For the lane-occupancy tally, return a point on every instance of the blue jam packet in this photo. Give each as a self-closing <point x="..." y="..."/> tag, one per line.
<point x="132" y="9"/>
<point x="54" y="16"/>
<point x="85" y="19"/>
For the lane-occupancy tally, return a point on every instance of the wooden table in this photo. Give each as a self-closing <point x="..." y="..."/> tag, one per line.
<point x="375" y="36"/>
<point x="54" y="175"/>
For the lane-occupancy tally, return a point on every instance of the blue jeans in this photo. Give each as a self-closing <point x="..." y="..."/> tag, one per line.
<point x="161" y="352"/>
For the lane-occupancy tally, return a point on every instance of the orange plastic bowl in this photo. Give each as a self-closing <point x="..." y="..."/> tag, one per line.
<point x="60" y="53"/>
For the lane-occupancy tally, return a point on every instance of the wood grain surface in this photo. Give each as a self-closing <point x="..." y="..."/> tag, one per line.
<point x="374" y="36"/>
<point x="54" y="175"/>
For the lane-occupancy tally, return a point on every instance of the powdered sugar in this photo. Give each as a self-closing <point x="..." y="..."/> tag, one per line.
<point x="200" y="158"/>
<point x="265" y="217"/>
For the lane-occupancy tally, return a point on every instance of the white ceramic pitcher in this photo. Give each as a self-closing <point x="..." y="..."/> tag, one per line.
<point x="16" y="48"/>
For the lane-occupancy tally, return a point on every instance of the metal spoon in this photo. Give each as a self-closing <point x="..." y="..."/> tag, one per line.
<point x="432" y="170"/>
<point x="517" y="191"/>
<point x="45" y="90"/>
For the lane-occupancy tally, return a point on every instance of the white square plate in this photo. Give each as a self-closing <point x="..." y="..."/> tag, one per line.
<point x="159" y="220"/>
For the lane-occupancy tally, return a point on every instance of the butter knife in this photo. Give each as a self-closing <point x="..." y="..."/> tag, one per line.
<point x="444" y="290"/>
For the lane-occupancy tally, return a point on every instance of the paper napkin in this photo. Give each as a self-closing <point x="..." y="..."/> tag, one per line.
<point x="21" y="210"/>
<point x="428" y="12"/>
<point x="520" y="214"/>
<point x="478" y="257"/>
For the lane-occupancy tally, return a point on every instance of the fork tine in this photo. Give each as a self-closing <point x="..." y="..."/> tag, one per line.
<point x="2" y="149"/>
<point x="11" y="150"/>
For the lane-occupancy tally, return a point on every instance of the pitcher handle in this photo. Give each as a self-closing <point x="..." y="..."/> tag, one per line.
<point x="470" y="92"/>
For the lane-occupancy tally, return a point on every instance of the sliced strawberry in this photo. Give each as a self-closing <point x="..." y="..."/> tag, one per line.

--*--

[Problem to work on]: Reproduce the entries word for word, starting at the line that contains "of the metal" and continuing through the last line of the entries.

[Complete output]:
For the lane-occupancy tally, return a point on every instance of the metal spoon in this photo. Give each as a self-closing <point x="..." y="..."/> tag, one per line.
<point x="432" y="170"/>
<point x="517" y="191"/>
<point x="45" y="90"/>
For the lane-occupancy tally, return a point on every instance of the white square plate in this photo. Give each as a self-closing <point x="..." y="..."/> tag, one per line.
<point x="159" y="220"/>
For the lane-occupancy tally, return a point on every instance of the butter knife in this photo. Give each as a self-closing <point x="..." y="..."/> tag, one per line.
<point x="444" y="290"/>
For the lane-occupancy tally, return a point on every instance of the paper napkin in this photo. Give each as a self-closing <point x="..." y="..."/> tag, one per line.
<point x="21" y="210"/>
<point x="428" y="12"/>
<point x="520" y="214"/>
<point x="478" y="257"/>
For the lane-occupancy tally, return a point on every instance of the fork tine in this photo. Give each as a self-closing <point x="..." y="..."/> tag, one per line.
<point x="2" y="149"/>
<point x="11" y="150"/>
For the lane-occupancy tally, return a point on every instance of the pitcher handle in this photo. Give each as a self-closing <point x="..." y="..."/> tag, one per line.
<point x="470" y="92"/>
For the lane-occupancy tally, return a point on every instance of the sliced strawberry in this photo. Give each as a self-closing <point x="..." y="..."/> tag, one per line.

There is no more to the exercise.